*Note: All output_file() calls have been replaced with output_notebook() so that plots will display inline.*

# The Basics of Bokeh

## Your First Graph

In [18]:
from bokeh.plotting import figure, output_notebook, show

x = [1, 3, 5, 7]
y = [2, 4, 6, 8]

p = figure()
p.circle(x, y, size=10, color='red')

output_notebook()
show(p)

In [19]:
from bokeh.plotting import figure, output_notebook, show

x = [1, 3, 5, 7]
y = [2, 4, 6, 8]

p = figure()
p.circle(x, y, size=10, color='red')
p.line(x, y, color='blue', legend='line')
p.triangle(x[::-1], y, color='green', size=10, legend='triangle')
p.square(y, x, color='#FF0000', size=20)

p.legend.location = 'top_center'

output_notebook()
show(p)

# Bokeh and Pandas: Exploring the WWII THOR Dataset

## Loading Data in Pandas

In [4]:
import pandas as pd

df = pd.read_csv('thor_wwii.csv')

In [5]:
df.shape

(178281, 19)

In [10]:
df.columns.tolist()

['MSNDATE',
 'THEATER',
 'COUNTRY_FLYING_MISSION',
 'NAF',
 'UNIT_ID',
 'AIRCRAFT_NAME',
 'AC_ATTACKING',
 'TAKEOFF_BASE',
 'TAKEOFF_COUNTRY',
 'TAKEOFF_LATITUDE',
 'TAKEOFF_LONGITUDE',
 'TGT_COUNTRY',
 'TGT_LOCATION',
 'TGT_LATITUDE',
 'TGT_LONGITUDE',
 'TONS_HE',
 'TONS_IC',
 'TONS_FRAG',
 'TOTAL_TONS']

In [23]:
df.head()

### Data shown
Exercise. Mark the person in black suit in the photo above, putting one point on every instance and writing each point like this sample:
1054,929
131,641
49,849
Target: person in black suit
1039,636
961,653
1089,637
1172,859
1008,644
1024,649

### Problem 1
In the Bokeh tutorial, what were all output_file() calls replaced with?
### Problem 2
Please pick up the Bokeh tutorial after its last line and keep it going.

### Expected output 1
They were replaced with output_notebook() so that plots display inline.

### Expected output 2
Unnamed: 0,MSNDATE,THEATER,COUNTRY_FLYING_MISSION,NAF,UNIT_ID,AIRCRAFT_NAME,AC_ATTACKING,TAKEOFF_BASE,TAKEOFF_COUNTRY,TAKEOFF_LATITUDE,TAKEOFF_LONGITUDE,TGT_COUNTRY,TGT_LOCATION,TGT_LATITUDE,TGT_LONGITUDE,TONS_HE,TONS_IC,TONS_FRAG,TOTAL_TONS
0,03/30/1941,ETO,GREAT BRITAIN,RAF,84 SQDN,BLENHEIM,10.0,,,,,ALBANIA,ELBASAN,41.1,20.07,0.0,0.0,0.0,0.0
1,11/24/1940,ETO,GREAT BRITAIN,RAF,211 SQDN,BLENHEIM,9.0,,,,,ALBANIA,DURAZZO,41.32,19.45,0.0,0.0,0.0,0.0
2,12/04/1940,ETO,GREAT BRITAIN,RAF,211 SQDN,BLENHEIM,9.0,,,,,ALBANIA,TEPELENE,40.3,20.02,0.0,0.0,0.0,0.0
3,12/31/1940,ETO,GREAT BRITAIN,RAF,211 SQDN,BLENHEIM,9.0,,,,,ALBANIA,VALONA,40.47,19.49,0.0,0.0,0.0,0.0
4,01/06/1941,ETO,GREAT BRITAIN,RAF,211 SQDN,BLENHEIM,9.0,,,,,ALBANIA,VALONA,40.47,19.49,0.0,0.0,0.0,0.0


## The Bokeh ColumnDataSource

In [12]:
import pandas as pd
from bokeh.plotting import figure, output_notebook, show
from bokeh.models import ColumnDataSource

df = pd.read_csv('thor_wwii.csv')
df = df.sort_values(by=['TOTAL_TONS'], ascending=False)

source = ColumnDataSource(df[0:100])

p = figure()
p.circle('TGT_LONGITUDE', 'TGT_LATITUDE',  source=source, 
         size=25, line_color='green', fill_color='white')

p.plot_width = 900
p.plot_height = 750

p.title.text = 'Target Locations'
p.title.align = 'center'
p.title.text_font_size = '18pt' 

p.background_fill_color = '#edfcff'
p.outline_line_width = 1
p.outline_line_color = 'black'

p.xaxis.axis_label = 'Longitude'
p.xaxis.axis_label_text_font_size = '12pt'
p.xgrid.minor_grid_line_color = 'black'
p.xgrid.minor_grid_line_alpha = 0.1

p.yaxis.axis_label = 'Latitude'
p.yaxis.axis_label_text_font_size = '12pt'
p.ygrid.minor_grid_line_color = 'black'
p.ygrid.minor_grid_line_alpha = 0.1

output_notebook()
show(p)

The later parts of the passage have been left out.